WHAT TO WORK ON: Collect each line of the records below that contains the string "light", treating uppercase and lowercase as different.

ENTRIES SUPPLIED:
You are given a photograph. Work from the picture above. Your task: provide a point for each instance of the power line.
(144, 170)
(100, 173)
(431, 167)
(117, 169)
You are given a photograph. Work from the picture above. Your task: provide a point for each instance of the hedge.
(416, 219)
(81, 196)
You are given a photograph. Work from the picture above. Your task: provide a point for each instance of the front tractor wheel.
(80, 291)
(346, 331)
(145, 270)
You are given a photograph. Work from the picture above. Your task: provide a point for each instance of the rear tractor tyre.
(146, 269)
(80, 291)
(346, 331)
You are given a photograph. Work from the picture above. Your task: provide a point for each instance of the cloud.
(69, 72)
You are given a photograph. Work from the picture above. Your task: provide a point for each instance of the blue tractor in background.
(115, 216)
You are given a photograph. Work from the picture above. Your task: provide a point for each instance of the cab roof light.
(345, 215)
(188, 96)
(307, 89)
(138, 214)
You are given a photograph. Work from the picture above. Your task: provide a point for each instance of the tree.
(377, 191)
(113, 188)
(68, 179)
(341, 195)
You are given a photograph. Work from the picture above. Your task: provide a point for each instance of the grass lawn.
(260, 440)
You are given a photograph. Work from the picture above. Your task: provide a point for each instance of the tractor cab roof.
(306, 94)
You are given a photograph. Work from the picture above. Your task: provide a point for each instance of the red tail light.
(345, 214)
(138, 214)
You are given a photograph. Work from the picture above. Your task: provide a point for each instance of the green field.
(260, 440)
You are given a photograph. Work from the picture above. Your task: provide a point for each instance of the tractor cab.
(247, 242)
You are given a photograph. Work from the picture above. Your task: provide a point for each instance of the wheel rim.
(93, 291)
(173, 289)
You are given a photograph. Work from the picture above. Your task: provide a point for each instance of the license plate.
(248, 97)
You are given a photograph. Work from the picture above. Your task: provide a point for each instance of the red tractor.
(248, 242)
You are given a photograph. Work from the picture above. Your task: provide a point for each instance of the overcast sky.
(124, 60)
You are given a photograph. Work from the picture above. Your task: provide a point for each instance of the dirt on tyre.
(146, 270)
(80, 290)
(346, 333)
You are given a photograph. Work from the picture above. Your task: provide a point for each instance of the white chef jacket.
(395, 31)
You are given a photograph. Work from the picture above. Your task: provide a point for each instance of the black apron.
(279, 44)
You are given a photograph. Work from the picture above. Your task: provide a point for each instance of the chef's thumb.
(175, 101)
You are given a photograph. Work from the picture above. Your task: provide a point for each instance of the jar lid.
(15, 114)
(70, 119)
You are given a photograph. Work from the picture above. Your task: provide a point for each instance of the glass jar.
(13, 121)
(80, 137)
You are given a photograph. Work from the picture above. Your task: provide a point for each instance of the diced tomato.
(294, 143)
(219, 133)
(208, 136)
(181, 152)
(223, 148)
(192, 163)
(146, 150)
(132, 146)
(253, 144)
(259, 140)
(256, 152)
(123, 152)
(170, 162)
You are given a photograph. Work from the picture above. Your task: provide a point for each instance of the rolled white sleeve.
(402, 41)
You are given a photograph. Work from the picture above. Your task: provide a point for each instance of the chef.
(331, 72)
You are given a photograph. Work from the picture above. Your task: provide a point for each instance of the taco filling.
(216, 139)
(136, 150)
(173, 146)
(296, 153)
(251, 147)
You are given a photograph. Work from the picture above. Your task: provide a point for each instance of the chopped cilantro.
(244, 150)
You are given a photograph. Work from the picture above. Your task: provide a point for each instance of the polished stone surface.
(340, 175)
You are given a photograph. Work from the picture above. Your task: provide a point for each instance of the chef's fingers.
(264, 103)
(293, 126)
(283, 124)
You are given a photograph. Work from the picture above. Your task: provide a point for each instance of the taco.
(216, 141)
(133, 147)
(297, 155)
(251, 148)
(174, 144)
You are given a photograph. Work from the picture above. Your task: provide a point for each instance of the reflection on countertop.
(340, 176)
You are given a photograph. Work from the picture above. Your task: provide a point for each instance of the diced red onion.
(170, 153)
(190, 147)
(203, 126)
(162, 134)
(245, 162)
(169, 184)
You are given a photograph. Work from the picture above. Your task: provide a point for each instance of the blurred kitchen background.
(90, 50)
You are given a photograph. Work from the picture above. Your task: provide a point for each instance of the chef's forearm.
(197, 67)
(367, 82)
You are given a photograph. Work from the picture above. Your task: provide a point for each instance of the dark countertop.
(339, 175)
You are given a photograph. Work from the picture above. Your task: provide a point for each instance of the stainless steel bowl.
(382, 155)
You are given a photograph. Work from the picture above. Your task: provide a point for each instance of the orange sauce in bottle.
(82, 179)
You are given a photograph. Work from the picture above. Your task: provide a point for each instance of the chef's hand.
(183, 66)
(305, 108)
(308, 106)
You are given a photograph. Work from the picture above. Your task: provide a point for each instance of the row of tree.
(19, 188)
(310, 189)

==

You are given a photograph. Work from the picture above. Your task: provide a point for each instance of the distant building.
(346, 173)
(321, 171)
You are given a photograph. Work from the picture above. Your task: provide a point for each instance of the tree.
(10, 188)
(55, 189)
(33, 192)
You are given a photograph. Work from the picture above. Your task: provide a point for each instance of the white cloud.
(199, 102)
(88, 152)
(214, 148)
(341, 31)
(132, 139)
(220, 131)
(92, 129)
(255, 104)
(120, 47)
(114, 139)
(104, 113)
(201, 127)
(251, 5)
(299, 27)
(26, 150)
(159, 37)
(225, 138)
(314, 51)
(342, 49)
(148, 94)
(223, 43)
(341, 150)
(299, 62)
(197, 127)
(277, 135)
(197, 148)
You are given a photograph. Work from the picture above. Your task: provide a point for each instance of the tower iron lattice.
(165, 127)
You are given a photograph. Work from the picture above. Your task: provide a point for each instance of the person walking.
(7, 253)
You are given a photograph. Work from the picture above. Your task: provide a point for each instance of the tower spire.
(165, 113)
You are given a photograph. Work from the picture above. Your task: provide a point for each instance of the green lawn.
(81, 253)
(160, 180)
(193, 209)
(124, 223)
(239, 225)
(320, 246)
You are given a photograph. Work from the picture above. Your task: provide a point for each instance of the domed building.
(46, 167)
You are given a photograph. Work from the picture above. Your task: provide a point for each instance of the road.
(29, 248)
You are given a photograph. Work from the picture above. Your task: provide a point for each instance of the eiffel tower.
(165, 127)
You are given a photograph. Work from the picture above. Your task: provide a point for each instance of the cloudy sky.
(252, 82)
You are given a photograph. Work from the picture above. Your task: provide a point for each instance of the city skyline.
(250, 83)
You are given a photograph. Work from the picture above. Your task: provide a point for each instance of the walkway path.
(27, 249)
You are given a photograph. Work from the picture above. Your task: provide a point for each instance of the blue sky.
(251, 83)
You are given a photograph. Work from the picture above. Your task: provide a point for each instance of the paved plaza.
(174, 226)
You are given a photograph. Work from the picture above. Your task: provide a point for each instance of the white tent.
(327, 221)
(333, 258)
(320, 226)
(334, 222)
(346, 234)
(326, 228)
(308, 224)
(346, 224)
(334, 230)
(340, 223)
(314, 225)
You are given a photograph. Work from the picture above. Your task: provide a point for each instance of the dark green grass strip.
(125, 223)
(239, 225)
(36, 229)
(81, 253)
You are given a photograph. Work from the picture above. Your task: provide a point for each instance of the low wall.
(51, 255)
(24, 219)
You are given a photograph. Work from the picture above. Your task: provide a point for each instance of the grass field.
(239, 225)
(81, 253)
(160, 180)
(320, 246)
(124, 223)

RESULT OF THIS EXERCISE:
You are given a photograph. Work from the picture above. Your task: provide a point for each instance of the cab roof light.
You are given a photograph. Work from the picture above. Your task: provide a point for each instance of the red tail light.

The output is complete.